# TASK BRIEF:
Give every line below again, exactly.

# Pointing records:
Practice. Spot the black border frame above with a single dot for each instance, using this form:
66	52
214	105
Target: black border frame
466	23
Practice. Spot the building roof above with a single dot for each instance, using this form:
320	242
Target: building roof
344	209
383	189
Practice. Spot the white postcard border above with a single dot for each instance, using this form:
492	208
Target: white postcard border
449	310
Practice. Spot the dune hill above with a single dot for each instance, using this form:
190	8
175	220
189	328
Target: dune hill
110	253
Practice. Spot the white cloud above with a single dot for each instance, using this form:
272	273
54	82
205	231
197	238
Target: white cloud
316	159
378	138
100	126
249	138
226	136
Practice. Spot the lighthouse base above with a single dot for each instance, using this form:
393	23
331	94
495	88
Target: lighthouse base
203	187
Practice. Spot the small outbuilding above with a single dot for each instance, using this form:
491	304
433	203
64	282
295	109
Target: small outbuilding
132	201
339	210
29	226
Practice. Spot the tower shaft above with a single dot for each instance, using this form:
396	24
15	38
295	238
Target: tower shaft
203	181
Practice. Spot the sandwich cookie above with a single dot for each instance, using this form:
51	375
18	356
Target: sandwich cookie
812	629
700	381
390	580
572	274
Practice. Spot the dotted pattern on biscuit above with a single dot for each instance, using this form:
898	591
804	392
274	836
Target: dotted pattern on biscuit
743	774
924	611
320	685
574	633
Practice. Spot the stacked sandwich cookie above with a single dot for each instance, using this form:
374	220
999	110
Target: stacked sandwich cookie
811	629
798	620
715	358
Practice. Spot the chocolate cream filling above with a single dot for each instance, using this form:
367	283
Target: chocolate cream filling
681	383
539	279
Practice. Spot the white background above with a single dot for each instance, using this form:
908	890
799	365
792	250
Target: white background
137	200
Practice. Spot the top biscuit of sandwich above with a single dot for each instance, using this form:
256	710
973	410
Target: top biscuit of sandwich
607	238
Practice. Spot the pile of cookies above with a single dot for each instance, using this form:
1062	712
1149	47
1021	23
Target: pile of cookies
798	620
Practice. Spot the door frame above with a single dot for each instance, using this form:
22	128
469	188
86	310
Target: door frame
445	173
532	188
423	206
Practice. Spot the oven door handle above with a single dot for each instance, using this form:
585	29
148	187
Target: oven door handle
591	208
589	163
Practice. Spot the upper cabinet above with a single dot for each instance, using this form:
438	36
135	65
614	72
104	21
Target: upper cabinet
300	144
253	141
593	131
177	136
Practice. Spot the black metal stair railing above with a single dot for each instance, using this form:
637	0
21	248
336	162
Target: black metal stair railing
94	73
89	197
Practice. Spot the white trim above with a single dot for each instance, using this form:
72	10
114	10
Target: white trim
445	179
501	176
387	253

# ANSWER FOR THIS EXERCISE:
Practice. Spot the black border frame above with a single dot for each instance, using this form:
66	52
214	105
Target: black border frame
466	23
Practice. Spot the building roof above with a single dot for each instance, using this form:
320	242
Target: building roof
344	209
383	189
Practice. Spot the white postcard border above with a single dot for each instance, using this form:
492	208
Target: white postcard border
449	310
Practice. Spot the dune hill above with a single dot for each instance, using this form:
190	8
175	220
189	328
Target: dune hill
110	253
Practice. Spot the white cloud above with a single dot for each instance, using this form:
272	273
54	82
205	231
197	238
Target: white cloud
316	159
378	138
100	126
249	138
226	136
Practice. Spot the lighthouse base above with a single dot for each instance, using this form:
393	23
331	94
495	88
Target: lighthouse base
203	187
Practice. Spot the small outbuilding above with a single dot for each instance, using this form:
491	304
433	203
64	282
295	109
Target: small outbuilding
132	201
339	210
29	226
Practice. Spot the tower shaft above with a single dot for each instance, using this form:
396	24
15	38
295	238
Target: tower shaft
203	181
Practice. Spot the sandwich cookie above with a single dot for each instance, using this form:
51	375
18	356
Target: sandwich cookie
812	629
700	381
390	580
572	274
Practice. Spot the dotted pattern on biscuit above with a single dot for each instance, using this form:
898	591
804	392
274	836
Target: dotted pattern on biscuit
743	774
924	611
320	685
574	633
Practice. Spot the stacked sandwich cookie above with a single dot for each instance, using this form:
374	220
999	110
Target: stacked sandwich cookie
811	629
798	620
715	358
Practice. Spot the chocolate cream filling above with a single dot for each instance, using this form:
367	283
Target: chocolate cream filling
681	383
539	279
Practice. Spot the white background above with a single dot for each instance, using this form:
908	890
799	365
792	250
Target: white background
137	200
Practice. Spot the top biscuit of sandwich above with a single dot for each instance, using this form:
256	710
973	410
Target: top biscuit of sandwich
607	238
Practice. Spot the pile of cookies above with a single dot for each instance, using this form:
1062	712
1149	47
1021	23
Target: pile of cookies
798	620
Practice. Spot the door frame above with a single dot for each instance, using this form:
22	128
469	188
86	310
Target: door frame
445	173
532	188
423	206
Practice. Spot the oven door handle above with a single dot for each instance, using this form:
585	29
148	187
Target: oven door handle
591	208
589	163
Practice. Spot the upper cabinet above with a single dot for each instance, using this form:
438	36
135	65
614	72
104	21
Target: upper cabinet
300	144
253	141
593	131
177	136
Practice. Spot the black metal stair railing above with a single dot for each instance, using this form:
637	0
21	248
336	162
Target: black metal stair railing
94	73
89	197
Practice. Spot the white trim above with a single dot for each instance, using this form:
72	10
114	10
Target: white trim
445	179
501	176
387	253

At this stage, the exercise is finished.